円形脱毛症

円形脱毛症

こんなお悩み・症状はありませんか?

  • 10円はげ、500円はげができていると指摘された
  • 脱毛が突然始まった
  • 頭部の地肌が見えたり、周辺との境界が比較的はっきりした脱毛斑がある
    髪がゴワゴワする、頭皮がチクチクしたり、ピリピリするなど、いつもと違う感触がある

このような症状やお悩みがある方は当院にご相談ください。

円形脱毛症とは?

何らかのきっかけによって本来、細菌やウイルスなどの病原体を壊そうとする働き(免疫)が自分自身の身体に向いてしまい機能が損なわれる病気を自己免疫疾患と呼びます。円形脱毛症は毛を作る毛包周囲に炎症が起き、一部のリンパ球が毛包の組織を壊そうとする自己免疫反応が起きておりその影響で毛が抜けてしまう病気です。
脱毛症状は頭部に1個、円状に出ることもあれば、頭部に多発したり、眉毛や睫毛、髭のみ、体毛のみに生じるなど、身体のどの部分にも起きる可能性があります。さらに、症状が重い場合には、頭全体、あるいは全身の全ての毛が抜け落ちる場合もあります。医学的には、頭部に1つだけの円形の脱毛がある場合には単発性通常型(単発型)、多発する場合には多発性通常型(多発型)、頭全体が脱毛した場合には全頭型、全身に脱毛が及ぶ場合には汎発型、また稀ではありますが、頭髪の生え際が帯状に脱毛する場合を蛇行型といって区別しています。全頭型、汎発型、蛇行型は通常型と比較して治りにくい傾向があります。

• • • • •

- _作業指示_
円形脱毛症についての本文を、一字も変えずにすべて打ち直してください。 本文だけを手がかりにすること。

- _提示資料_
• • • • •

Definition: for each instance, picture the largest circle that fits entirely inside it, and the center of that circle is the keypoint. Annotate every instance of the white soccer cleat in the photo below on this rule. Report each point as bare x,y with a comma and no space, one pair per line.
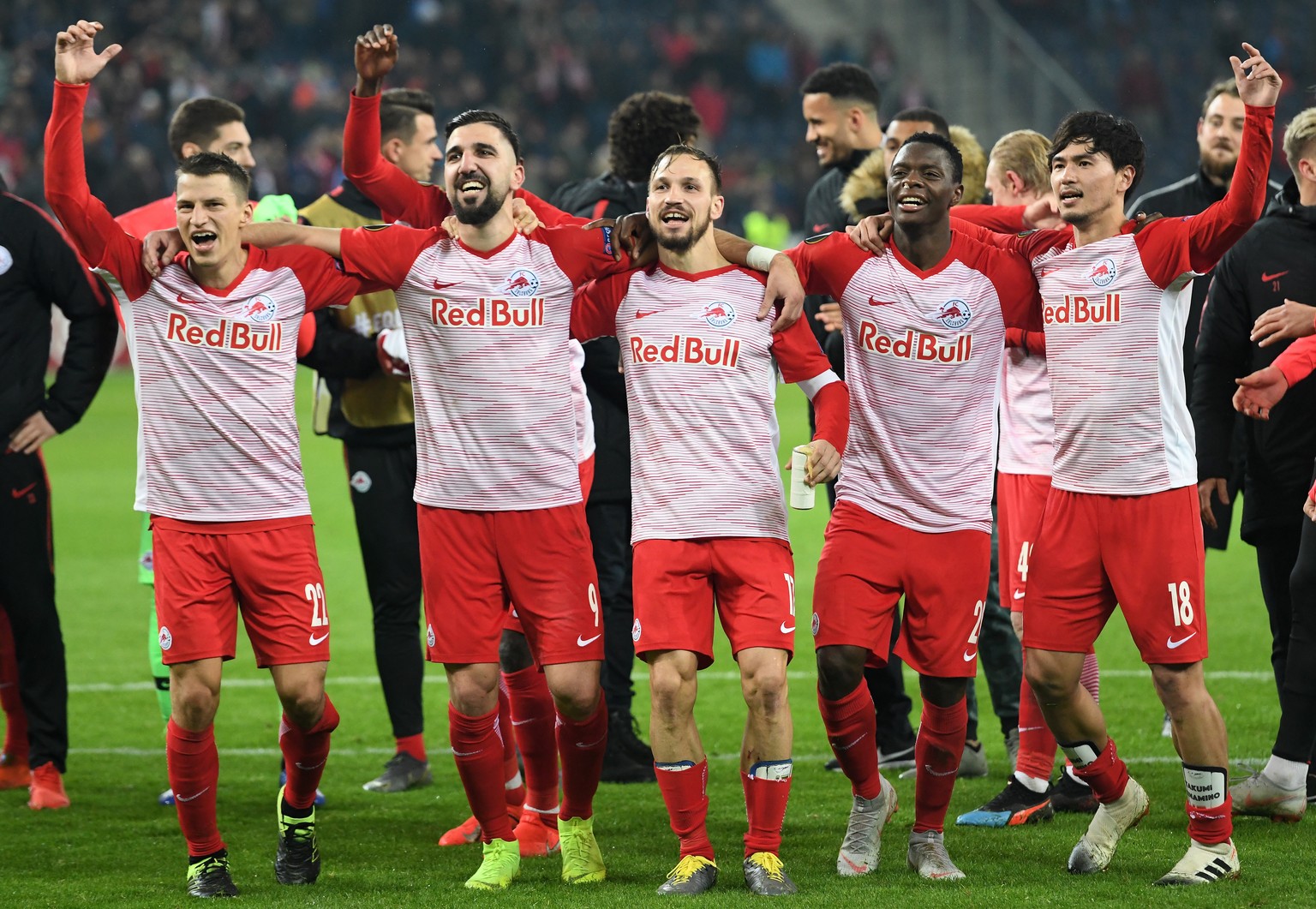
1261,795
930,858
1205,864
861,850
1114,820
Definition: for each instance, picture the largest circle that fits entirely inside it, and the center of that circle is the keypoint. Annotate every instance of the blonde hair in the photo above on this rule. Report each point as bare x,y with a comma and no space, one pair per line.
1299,135
1024,152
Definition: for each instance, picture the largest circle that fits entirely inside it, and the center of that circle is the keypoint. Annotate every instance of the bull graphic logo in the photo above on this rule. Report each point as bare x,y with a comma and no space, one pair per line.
1103,272
523,283
954,314
260,309
719,314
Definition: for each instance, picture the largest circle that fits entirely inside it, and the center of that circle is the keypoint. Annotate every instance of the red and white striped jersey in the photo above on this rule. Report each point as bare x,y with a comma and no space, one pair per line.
491,368
1114,314
923,353
700,385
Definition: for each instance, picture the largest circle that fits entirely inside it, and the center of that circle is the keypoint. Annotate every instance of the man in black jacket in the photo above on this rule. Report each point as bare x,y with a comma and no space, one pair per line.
39,269
1252,314
638,130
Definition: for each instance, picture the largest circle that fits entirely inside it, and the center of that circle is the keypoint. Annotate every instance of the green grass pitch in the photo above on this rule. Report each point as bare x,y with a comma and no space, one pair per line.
116,846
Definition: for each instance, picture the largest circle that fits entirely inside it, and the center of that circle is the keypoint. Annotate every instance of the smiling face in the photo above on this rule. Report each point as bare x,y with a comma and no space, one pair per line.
211,216
682,201
921,184
479,172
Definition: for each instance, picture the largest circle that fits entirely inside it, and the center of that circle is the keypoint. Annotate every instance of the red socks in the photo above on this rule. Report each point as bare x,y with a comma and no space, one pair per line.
852,727
937,751
685,791
194,774
304,754
533,720
581,745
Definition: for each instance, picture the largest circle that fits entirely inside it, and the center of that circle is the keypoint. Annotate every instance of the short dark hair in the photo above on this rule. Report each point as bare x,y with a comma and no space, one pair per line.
1104,135
469,117
643,125
957,159
924,116
844,81
697,154
208,164
199,120
398,110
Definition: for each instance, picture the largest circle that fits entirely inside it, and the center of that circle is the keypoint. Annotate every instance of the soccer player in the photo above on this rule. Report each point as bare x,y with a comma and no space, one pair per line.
925,336
39,269
212,344
1122,523
1018,174
709,520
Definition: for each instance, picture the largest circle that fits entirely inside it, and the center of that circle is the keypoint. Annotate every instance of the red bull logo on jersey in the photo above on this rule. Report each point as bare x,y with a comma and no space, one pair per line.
1103,272
260,309
1078,309
690,350
918,346
523,283
719,314
490,312
228,334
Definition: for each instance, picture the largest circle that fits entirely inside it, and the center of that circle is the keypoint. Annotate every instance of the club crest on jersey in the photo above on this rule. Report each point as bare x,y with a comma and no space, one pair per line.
523,283
1103,272
954,314
719,314
260,309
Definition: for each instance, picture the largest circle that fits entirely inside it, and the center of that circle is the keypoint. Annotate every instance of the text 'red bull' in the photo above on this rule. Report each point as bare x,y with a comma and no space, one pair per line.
490,312
226,334
1082,311
687,349
918,346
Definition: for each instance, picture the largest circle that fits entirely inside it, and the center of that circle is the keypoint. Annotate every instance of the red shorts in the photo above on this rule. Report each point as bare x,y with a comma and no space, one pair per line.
1020,500
203,579
511,621
867,562
476,563
677,582
1141,552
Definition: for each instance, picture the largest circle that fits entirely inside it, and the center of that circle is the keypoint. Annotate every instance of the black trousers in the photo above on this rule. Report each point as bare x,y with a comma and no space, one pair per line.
28,597
382,483
609,530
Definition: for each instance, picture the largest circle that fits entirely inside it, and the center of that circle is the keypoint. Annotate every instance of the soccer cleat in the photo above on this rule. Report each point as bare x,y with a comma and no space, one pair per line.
1016,804
1259,795
297,858
500,864
972,763
209,876
765,875
46,788
930,858
402,773
861,850
15,773
1073,796
537,838
1112,820
691,876
582,860
1203,864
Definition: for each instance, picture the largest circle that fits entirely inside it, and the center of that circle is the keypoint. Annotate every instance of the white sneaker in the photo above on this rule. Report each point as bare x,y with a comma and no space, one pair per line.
930,858
861,850
1261,795
1114,820
1205,864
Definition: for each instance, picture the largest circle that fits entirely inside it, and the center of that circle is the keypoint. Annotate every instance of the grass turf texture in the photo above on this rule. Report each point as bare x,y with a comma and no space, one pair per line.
117,846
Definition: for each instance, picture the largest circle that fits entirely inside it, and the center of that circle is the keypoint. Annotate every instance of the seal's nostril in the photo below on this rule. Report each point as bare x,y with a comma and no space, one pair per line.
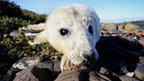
87,57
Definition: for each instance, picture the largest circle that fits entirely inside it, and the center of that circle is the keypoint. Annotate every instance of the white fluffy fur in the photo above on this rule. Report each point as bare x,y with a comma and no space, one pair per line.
79,42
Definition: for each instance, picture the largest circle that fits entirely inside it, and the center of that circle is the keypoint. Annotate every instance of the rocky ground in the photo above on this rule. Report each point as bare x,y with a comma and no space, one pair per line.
121,58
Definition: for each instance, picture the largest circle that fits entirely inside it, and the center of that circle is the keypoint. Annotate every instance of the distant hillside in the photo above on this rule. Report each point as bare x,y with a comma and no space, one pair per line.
139,23
12,17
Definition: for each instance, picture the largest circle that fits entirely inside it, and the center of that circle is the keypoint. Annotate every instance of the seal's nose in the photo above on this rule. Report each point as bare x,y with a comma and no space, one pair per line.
88,57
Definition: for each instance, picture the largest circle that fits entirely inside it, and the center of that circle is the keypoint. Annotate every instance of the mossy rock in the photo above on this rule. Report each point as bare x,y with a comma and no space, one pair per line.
130,26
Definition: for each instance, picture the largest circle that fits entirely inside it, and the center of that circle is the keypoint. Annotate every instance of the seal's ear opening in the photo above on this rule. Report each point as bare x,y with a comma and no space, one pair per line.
40,38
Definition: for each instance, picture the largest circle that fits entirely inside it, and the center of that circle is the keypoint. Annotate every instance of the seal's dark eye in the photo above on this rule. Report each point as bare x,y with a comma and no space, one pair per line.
64,31
90,29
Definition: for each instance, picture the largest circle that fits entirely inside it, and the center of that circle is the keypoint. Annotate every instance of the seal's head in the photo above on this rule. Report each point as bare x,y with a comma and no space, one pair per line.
74,30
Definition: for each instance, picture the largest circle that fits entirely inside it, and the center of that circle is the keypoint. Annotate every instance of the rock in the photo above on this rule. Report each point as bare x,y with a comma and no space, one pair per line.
35,74
141,60
130,26
127,78
26,61
69,76
139,72
14,33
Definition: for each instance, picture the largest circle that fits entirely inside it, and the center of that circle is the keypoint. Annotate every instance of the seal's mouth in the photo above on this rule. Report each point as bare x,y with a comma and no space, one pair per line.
84,63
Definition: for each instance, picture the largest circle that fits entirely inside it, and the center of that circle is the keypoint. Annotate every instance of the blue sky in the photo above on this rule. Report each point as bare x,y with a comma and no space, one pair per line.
107,10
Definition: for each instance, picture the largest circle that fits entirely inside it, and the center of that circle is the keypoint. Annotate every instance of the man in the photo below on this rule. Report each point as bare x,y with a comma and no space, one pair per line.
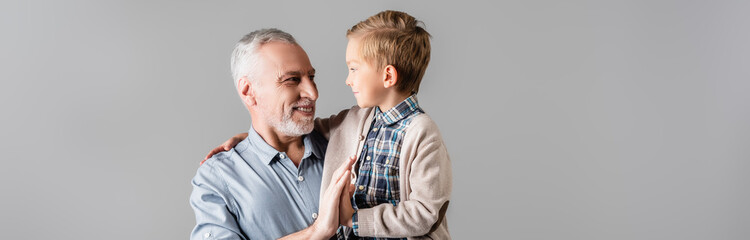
268,185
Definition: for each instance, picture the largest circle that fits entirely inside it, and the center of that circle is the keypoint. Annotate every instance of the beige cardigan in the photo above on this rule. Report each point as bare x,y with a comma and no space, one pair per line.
424,175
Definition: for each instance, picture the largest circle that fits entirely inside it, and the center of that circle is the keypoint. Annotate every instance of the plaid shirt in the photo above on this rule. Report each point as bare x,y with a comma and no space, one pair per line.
378,172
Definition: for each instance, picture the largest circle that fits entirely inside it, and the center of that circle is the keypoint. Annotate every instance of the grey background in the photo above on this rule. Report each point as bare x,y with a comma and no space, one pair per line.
564,119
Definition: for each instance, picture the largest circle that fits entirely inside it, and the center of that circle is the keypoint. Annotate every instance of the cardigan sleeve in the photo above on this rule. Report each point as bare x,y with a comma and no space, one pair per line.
428,178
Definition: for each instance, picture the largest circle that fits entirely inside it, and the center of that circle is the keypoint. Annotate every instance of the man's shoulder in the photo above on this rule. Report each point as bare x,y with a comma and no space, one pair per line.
226,161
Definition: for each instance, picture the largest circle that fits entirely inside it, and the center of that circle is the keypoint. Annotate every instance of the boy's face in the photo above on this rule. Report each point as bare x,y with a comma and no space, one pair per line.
366,81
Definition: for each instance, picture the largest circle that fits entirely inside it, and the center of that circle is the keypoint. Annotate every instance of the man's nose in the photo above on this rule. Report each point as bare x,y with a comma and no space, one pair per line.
309,89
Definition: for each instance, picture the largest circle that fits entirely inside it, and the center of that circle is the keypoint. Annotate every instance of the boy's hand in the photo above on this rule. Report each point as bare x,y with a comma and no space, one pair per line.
327,223
345,204
229,144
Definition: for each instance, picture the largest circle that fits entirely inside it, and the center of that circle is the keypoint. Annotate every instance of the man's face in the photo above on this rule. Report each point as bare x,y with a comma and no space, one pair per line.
364,78
285,93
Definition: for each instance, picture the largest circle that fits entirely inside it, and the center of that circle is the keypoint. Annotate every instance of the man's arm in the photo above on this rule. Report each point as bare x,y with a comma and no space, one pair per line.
213,218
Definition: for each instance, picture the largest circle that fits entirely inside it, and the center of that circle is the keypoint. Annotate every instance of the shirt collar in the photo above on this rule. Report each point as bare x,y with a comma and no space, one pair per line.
400,111
268,154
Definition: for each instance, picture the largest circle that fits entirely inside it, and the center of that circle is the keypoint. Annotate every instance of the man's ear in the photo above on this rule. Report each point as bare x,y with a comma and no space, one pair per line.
390,76
245,89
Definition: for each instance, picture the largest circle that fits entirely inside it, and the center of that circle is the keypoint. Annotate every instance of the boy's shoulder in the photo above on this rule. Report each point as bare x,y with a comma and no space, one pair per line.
422,127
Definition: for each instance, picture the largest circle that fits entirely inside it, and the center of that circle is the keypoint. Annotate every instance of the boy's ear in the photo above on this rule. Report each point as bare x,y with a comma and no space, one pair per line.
245,89
390,76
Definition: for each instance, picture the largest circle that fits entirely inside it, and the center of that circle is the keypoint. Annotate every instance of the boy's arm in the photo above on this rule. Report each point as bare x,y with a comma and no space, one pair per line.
430,182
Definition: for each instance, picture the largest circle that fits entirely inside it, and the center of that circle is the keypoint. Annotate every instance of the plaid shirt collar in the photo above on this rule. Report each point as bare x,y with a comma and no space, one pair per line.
400,111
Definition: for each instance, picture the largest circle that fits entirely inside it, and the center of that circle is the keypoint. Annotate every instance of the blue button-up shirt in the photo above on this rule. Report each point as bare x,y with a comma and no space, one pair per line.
254,191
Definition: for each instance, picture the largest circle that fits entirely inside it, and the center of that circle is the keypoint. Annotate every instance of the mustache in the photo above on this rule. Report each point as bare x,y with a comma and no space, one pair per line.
304,102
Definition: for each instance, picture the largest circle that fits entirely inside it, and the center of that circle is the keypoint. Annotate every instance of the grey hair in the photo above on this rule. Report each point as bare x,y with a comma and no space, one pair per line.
245,54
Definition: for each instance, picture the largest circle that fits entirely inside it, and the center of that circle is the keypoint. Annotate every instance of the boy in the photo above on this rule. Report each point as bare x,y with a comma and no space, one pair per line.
403,181
403,175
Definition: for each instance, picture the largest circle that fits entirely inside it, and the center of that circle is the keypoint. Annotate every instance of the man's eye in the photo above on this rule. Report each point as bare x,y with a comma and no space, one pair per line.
293,79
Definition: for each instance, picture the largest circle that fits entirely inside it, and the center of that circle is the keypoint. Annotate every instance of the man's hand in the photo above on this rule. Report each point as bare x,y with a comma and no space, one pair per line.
345,203
328,218
229,144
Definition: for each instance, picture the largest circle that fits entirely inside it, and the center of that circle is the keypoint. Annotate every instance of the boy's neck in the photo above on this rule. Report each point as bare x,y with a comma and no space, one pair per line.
392,99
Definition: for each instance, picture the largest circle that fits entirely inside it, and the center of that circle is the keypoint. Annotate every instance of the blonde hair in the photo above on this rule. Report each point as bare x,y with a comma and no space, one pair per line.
394,38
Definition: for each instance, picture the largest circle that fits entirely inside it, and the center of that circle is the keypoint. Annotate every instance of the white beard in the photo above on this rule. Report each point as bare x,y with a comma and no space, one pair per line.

• • • • •

- _解答_
円形脱毛症

円形脱毛症

こんなお悩み・症状はありませんか?

  • 10円はげ、500円はげができていると指摘された
  • 脱毛が突然始まった
  • 頭部の地肌が見えたり、周辺との境界が比較的はっきりした脱毛斑がある
    髪がゴワゴワする、頭皮がチクチクしたり、ピリピリするなど、いつもと違う感触がある

このような症状やお悩みがある方は当院にご相談ください。

円形脱毛症とは?

何らかのきっかけによって本来、細菌やウイルスなどの病原体を壊そうとする働き(免疫)が自分自身の身体に向いてしまい機能が損なわれる病気を自己免疫疾患と呼びます。円形脱毛症は毛を作る毛包周囲に炎症が起き、一部のリンパ球が毛包の組織を壊そうとする自己免疫反応が起きておりその影響で毛が抜けてしまう病気です。
脱毛症状は頭部に1個、円状に出ることもあれば、頭部に多発したり、眉毛や睫毛、髭のみ、体毛のみに生じるなど、身体のどの部分にも起きる可能性があります。さらに、症状が重い場合には、頭全体、あるいは全身の全ての毛が抜け落ちる場合もあります。医学的には、頭部に1つだけの円形の脱毛がある場合には単発性通常型(単発型)、多発する場合には多発性通常型(多発型)、頭全体が脱毛した場合には全頭型、全身に脱毛が及ぶ場合には汎発型、また稀ではありますが、頭髪の生え際が帯状に脱毛する場合を蛇行型といって区別しています。全頭型、汎発型、蛇行型は通常型と比較して治りにくい傾向があります。